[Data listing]
★ ★ ★ ★ ★

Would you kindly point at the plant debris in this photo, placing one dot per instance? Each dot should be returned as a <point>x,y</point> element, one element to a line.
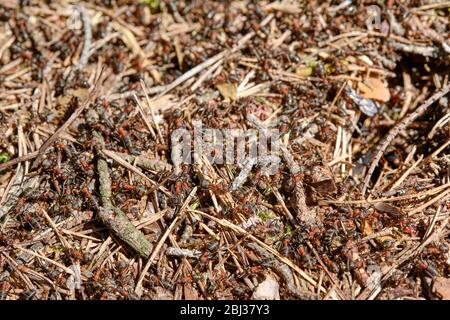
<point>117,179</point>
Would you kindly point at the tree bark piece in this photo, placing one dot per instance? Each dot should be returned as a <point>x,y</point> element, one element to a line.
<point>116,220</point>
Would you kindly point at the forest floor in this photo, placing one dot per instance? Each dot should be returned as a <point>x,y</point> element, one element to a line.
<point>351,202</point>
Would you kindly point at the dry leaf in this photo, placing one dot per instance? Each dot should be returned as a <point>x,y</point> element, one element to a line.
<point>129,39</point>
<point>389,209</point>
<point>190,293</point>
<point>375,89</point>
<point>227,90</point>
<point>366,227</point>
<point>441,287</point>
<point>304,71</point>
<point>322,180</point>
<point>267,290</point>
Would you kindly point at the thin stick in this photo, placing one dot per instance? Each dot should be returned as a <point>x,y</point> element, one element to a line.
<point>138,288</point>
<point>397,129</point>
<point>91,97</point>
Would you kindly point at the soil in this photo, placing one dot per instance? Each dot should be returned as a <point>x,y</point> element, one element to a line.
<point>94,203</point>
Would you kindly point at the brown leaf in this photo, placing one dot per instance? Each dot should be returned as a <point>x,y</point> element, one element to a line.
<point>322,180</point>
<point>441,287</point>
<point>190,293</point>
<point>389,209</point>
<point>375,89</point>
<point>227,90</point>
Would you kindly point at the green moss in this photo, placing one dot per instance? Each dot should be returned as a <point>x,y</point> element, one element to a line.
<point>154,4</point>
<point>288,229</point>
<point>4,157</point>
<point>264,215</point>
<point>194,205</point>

★ ★ ★ ★ ★

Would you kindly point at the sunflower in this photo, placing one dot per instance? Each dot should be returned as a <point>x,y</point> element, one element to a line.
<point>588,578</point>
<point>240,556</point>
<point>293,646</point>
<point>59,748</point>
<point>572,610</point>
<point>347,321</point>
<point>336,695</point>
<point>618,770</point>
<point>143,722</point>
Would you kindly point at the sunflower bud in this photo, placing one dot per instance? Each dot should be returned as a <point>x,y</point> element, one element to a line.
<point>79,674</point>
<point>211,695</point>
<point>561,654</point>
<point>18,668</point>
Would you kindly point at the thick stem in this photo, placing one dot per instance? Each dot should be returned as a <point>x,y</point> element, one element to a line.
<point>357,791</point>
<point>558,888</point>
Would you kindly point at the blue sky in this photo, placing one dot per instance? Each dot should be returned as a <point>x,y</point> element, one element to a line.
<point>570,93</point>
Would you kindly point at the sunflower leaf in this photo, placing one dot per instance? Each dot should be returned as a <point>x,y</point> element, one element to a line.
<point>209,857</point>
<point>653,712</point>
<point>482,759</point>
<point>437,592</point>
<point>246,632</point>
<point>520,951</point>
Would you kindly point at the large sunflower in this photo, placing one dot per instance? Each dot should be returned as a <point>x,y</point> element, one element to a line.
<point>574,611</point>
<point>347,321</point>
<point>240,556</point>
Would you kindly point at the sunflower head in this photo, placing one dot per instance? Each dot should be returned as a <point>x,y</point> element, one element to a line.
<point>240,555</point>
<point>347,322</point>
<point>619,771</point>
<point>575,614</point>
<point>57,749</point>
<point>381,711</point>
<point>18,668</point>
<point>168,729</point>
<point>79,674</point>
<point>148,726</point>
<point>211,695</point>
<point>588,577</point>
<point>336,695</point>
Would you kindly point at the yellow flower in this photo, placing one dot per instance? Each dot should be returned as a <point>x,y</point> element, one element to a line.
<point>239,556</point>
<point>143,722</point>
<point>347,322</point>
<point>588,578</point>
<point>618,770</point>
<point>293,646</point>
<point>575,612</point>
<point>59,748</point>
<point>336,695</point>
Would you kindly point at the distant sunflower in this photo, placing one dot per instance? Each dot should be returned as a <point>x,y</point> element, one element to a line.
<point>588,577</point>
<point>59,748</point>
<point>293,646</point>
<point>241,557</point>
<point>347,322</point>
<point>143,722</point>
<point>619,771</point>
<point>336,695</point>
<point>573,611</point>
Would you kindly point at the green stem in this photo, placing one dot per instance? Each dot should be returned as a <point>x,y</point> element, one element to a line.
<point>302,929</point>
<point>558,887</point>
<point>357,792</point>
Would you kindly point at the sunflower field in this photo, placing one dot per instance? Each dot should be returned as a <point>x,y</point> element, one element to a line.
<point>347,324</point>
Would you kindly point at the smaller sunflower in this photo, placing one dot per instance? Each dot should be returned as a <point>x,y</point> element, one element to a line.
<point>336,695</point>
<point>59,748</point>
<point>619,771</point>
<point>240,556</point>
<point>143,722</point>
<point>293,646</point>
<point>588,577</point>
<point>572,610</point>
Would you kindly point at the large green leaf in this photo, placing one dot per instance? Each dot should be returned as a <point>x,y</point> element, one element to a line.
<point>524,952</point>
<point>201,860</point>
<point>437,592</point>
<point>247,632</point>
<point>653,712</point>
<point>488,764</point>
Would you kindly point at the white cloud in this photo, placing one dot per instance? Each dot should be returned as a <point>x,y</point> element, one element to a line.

★ ★ ★ ★ ★

Resize the stretch of the material from the line containing "Would you kindly point at the tree" through the line containing "<point>116,220</point>". Repeat these lines with the request left unchanged, but multiply each point coordinate in the answers by 1.05 and round it to a whole number, with halves rounded up.

Would you kindly point at the tree bark piece in this photo, placing one dot per instance? Each dot should be returned as a <point>x,y</point> element, one element to a line.
<point>122,231</point>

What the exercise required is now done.